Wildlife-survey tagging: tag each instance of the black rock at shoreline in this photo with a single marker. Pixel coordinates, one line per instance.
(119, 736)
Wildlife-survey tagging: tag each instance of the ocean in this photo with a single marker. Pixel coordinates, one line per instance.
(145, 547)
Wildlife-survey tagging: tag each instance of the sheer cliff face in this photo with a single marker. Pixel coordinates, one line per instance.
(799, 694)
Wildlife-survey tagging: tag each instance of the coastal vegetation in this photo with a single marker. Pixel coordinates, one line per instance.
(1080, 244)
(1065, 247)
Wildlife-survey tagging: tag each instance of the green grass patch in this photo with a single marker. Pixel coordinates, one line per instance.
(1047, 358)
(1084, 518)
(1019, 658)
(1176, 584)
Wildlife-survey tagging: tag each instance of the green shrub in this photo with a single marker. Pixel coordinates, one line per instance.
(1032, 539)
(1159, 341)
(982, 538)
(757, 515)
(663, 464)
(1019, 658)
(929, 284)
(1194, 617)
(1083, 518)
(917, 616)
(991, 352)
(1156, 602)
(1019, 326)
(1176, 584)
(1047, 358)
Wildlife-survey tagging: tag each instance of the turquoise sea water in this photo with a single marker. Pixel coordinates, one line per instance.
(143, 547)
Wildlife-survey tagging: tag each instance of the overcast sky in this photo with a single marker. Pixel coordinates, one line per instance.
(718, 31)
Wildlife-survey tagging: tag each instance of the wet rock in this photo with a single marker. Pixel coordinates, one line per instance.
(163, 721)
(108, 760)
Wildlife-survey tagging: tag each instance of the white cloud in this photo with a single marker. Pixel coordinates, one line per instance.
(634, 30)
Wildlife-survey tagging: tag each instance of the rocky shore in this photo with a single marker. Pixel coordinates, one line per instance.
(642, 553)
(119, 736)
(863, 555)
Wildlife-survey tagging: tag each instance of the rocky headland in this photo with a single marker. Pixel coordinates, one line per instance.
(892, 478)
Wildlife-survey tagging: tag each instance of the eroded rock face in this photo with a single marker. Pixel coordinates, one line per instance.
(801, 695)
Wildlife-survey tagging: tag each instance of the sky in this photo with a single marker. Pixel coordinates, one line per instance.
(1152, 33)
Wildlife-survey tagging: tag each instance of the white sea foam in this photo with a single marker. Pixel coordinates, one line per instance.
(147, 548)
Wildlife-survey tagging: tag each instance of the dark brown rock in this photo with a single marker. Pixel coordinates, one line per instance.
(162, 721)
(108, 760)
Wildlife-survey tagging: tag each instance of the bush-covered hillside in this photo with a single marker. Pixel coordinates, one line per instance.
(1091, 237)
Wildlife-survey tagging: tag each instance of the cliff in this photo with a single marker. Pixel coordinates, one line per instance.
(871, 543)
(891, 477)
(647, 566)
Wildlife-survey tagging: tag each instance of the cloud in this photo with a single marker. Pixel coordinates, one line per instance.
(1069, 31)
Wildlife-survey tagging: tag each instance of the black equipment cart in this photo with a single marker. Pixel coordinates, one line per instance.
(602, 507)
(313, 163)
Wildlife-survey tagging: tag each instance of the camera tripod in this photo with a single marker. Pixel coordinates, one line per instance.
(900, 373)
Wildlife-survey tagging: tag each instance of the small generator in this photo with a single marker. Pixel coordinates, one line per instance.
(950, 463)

■ ■ ■ ■

> [TASK BRIEF]: Transcribe the data exactly.

> [RESPONSE FOR THIS EXERCISE]:
Wildlife-survey tagging: tag each instance of the black rock at shoreline in this photo with a single marker. Pixel coordinates, one line per instance.
(119, 736)
Wildlife-survey tagging: tag each instance of the ocean in this photo with a single marker. Pixel coordinates, one line per instance.
(145, 547)
Wildlife-survey tagging: tag each instance of the sheer cliff face in this photo with a single marker. Pixel coordinates, one line per instance.
(799, 694)
Wildlife-survey tagging: tag each instance of the coastal vegetation in this photo with a single marker. Pixel coordinates, one line per instance.
(1080, 244)
(1065, 247)
Wildlife-survey tagging: tag each instance of the green grass patch in this photo with a single marker. Pixel coordinates, one line per instance.
(1047, 358)
(1084, 518)
(1019, 658)
(1176, 584)
Wildlife-survey tagging: tag each instance of the green shrub in this photo with a single marker. Pixel coordinates, one line per instance.
(1032, 539)
(1159, 341)
(982, 538)
(757, 515)
(663, 464)
(1019, 658)
(929, 284)
(1194, 617)
(1083, 518)
(917, 616)
(991, 352)
(1156, 602)
(1019, 326)
(1176, 584)
(1047, 358)
Wildlife-survey tagging: tag each instance of the turquoise sea water in this photo with a single marker. Pixel coordinates, one line per instance.
(143, 547)
Wildlife-survey tagging: tag each instance of the overcast sky in this photo with a single marker. Pixel coordinates, one line per instance.
(718, 31)
Wildlife-survey tagging: tag each instance of the wet rock in this photo with a single marker. Pixel coordinates, one line per instance.
(163, 721)
(108, 760)
Wildlife-survey tagging: tag each instance of the white cloud in this photo with a single marker. Pixel coordinates, one line per instance.
(634, 30)
Wildlife-survey tagging: tag each instance of the rocky shore in this photo with a single marker. Pixel coordinates, one line per instance.
(642, 553)
(119, 736)
(863, 555)
Wildlife-survey tagging: tag each instance of the rocky headland in this photo with a single marker. Pixel coordinates, one line per instance.
(892, 478)
Wildlife-survey tagging: tag each instance of the eroded rock face in this photo with a single marker. Pixel coordinates, one line per instance.
(801, 695)
Wildlife-survey tagging: tag each instance of the sky in this photo with a single marker. Pixel coordinates, one line per instance.
(1152, 33)
Wildlife-survey tagging: tag each instance of the white sea foam in this photo with a single marker. Pixel coordinates, one line per instance.
(147, 548)
Wildlife-survey tagging: tag each instance of the dark brown rock in this photo with a single marker. Pixel coordinates, one line per instance.
(162, 721)
(108, 760)
Wildlife-survey tagging: tag each instance of the bush-covered hillside in this photo with a single marker. Pixel coordinates, one line per instance.
(1091, 237)
Wildlife-survey tagging: tag each instance of the cliff in this photo with a single marker. Pixel coordinates, one line per instance.
(871, 543)
(891, 477)
(647, 566)
Wildlife-survey tagging: tag each instance of the cloud in this photo with a single marker. Pixel coordinates, one line per instance.
(1069, 31)
Wildlife-survey tagging: tag each instance of the black equipment cart in this photo with a single marker. Pixel coordinates, one line per instance.
(602, 507)
(313, 163)
Wildlife-survey tagging: tag each instance of the camera tripod in this photo with a single marker. Pixel coordinates, one line per instance.
(900, 373)
Wildlife-survey tagging: tag each instance of the small generator in this photo with a single marker. Pixel coordinates, one line per instance.
(950, 463)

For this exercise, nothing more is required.